Count the lines in the material below that contain the word "carpet", and reply with only that number.

» **Record excerpts**:
"""
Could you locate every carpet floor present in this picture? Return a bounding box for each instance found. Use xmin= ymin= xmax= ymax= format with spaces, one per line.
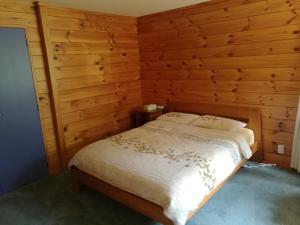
xmin=0 ymin=163 xmax=300 ymax=225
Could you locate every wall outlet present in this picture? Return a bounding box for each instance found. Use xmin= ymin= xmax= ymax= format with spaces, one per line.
xmin=277 ymin=144 xmax=284 ymax=155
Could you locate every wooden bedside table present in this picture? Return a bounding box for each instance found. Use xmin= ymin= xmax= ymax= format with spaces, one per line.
xmin=135 ymin=109 xmax=163 ymax=127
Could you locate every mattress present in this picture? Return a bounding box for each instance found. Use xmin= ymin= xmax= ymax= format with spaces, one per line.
xmin=69 ymin=120 xmax=253 ymax=225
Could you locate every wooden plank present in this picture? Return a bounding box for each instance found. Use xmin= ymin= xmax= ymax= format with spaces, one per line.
xmin=36 ymin=4 xmax=67 ymax=168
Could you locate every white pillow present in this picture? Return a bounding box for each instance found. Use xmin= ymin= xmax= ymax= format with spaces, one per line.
xmin=191 ymin=115 xmax=247 ymax=131
xmin=157 ymin=112 xmax=200 ymax=124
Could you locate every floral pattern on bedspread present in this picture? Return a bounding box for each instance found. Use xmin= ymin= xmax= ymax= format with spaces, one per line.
xmin=109 ymin=125 xmax=239 ymax=191
xmin=69 ymin=120 xmax=251 ymax=225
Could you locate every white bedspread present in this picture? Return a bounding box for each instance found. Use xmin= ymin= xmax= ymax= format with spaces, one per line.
xmin=69 ymin=120 xmax=252 ymax=225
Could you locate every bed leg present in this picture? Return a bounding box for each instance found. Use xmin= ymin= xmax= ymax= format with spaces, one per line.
xmin=71 ymin=167 xmax=81 ymax=193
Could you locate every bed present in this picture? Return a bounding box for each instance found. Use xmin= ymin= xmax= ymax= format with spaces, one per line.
xmin=69 ymin=102 xmax=261 ymax=225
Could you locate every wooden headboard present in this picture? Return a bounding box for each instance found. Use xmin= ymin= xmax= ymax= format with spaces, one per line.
xmin=167 ymin=102 xmax=262 ymax=161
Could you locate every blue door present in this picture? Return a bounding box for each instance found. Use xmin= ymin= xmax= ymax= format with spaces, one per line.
xmin=0 ymin=28 xmax=48 ymax=194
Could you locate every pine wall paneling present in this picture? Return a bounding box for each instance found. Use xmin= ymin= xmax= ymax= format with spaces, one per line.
xmin=0 ymin=0 xmax=142 ymax=173
xmin=0 ymin=0 xmax=61 ymax=174
xmin=138 ymin=0 xmax=300 ymax=167
xmin=47 ymin=6 xmax=142 ymax=160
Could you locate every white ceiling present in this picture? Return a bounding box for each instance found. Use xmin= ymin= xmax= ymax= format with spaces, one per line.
xmin=44 ymin=0 xmax=208 ymax=16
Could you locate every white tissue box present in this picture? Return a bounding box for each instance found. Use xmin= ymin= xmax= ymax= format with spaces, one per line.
xmin=143 ymin=104 xmax=156 ymax=112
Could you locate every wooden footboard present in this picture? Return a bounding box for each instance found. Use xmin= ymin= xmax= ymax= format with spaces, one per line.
xmin=71 ymin=103 xmax=262 ymax=225
xmin=71 ymin=167 xmax=174 ymax=225
xmin=71 ymin=144 xmax=257 ymax=225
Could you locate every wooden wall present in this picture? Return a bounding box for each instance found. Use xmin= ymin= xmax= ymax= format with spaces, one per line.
xmin=0 ymin=0 xmax=141 ymax=173
xmin=47 ymin=7 xmax=141 ymax=163
xmin=138 ymin=0 xmax=300 ymax=167
xmin=0 ymin=0 xmax=61 ymax=173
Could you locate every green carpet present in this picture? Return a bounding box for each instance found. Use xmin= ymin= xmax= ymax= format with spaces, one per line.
xmin=0 ymin=163 xmax=300 ymax=225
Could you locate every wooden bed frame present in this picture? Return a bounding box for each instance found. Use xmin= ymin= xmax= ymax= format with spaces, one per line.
xmin=71 ymin=102 xmax=262 ymax=225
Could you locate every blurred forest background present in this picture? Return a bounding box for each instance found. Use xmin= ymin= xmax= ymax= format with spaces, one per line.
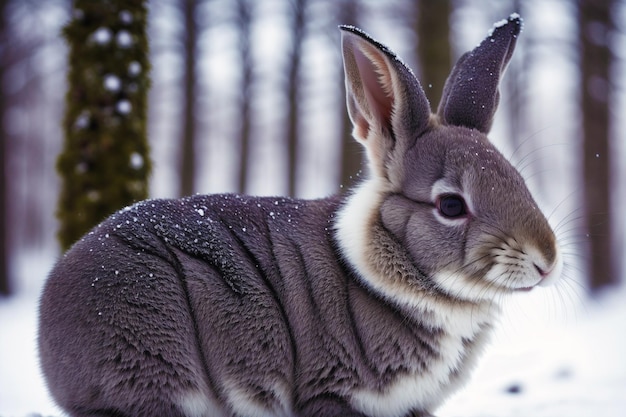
xmin=0 ymin=0 xmax=626 ymax=294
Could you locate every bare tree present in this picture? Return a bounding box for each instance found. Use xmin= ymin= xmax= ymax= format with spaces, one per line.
xmin=285 ymin=0 xmax=308 ymax=196
xmin=577 ymin=0 xmax=618 ymax=291
xmin=0 ymin=0 xmax=11 ymax=295
xmin=237 ymin=0 xmax=253 ymax=193
xmin=57 ymin=0 xmax=151 ymax=249
xmin=179 ymin=0 xmax=198 ymax=196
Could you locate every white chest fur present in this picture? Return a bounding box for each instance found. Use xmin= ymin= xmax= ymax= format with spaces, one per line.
xmin=351 ymin=300 xmax=493 ymax=417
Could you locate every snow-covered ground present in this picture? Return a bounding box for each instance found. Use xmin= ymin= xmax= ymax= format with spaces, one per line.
xmin=0 ymin=249 xmax=626 ymax=417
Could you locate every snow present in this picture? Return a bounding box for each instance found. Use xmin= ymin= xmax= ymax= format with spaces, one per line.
xmin=0 ymin=247 xmax=626 ymax=417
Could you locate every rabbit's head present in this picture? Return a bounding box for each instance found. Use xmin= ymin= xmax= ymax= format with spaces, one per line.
xmin=337 ymin=15 xmax=562 ymax=302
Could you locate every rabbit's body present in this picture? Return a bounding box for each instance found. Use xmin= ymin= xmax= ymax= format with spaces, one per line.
xmin=39 ymin=16 xmax=561 ymax=417
xmin=40 ymin=195 xmax=495 ymax=416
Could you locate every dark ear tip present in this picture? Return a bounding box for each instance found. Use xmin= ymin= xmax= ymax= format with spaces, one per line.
xmin=489 ymin=13 xmax=524 ymax=38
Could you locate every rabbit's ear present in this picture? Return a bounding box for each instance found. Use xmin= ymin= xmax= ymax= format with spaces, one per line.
xmin=340 ymin=26 xmax=430 ymax=174
xmin=437 ymin=14 xmax=522 ymax=133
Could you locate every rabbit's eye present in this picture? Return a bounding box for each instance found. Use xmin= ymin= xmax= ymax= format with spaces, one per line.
xmin=437 ymin=194 xmax=467 ymax=218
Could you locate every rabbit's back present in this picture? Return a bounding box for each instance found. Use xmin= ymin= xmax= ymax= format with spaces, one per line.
xmin=39 ymin=195 xmax=354 ymax=416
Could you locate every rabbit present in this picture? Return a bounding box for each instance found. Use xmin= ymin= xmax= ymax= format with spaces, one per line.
xmin=38 ymin=14 xmax=562 ymax=417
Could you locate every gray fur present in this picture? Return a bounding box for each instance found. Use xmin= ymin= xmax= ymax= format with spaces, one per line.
xmin=39 ymin=13 xmax=560 ymax=417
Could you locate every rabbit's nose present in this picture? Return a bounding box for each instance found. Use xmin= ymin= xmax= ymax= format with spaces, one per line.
xmin=533 ymin=264 xmax=550 ymax=278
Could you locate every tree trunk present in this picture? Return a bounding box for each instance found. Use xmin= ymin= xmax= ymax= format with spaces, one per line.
xmin=179 ymin=0 xmax=198 ymax=196
xmin=237 ymin=0 xmax=253 ymax=193
xmin=57 ymin=0 xmax=150 ymax=249
xmin=0 ymin=0 xmax=11 ymax=295
xmin=286 ymin=0 xmax=307 ymax=196
xmin=578 ymin=0 xmax=618 ymax=291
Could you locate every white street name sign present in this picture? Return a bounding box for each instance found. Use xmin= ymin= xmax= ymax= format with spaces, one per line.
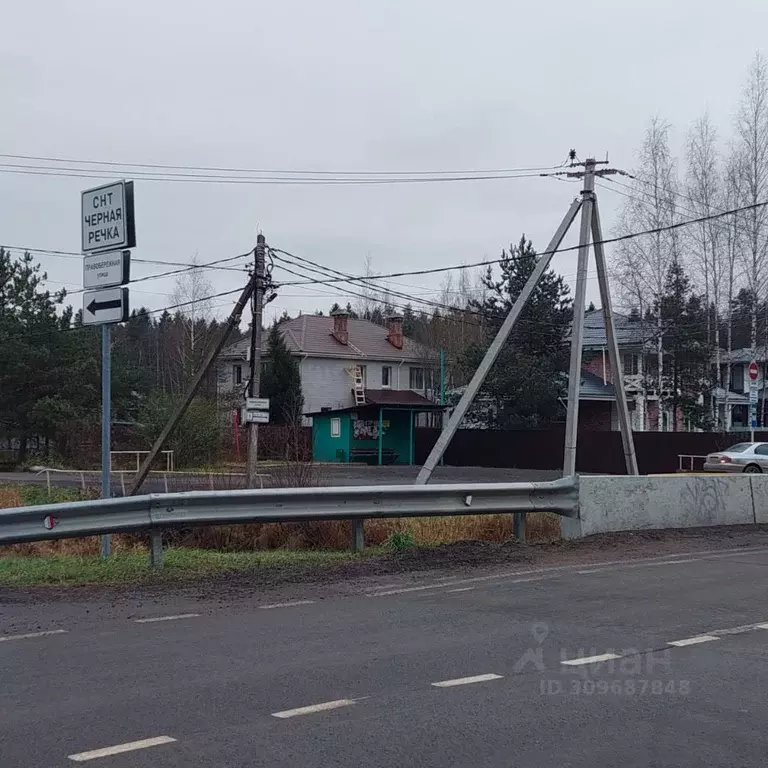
"""
» **Final answer**: 2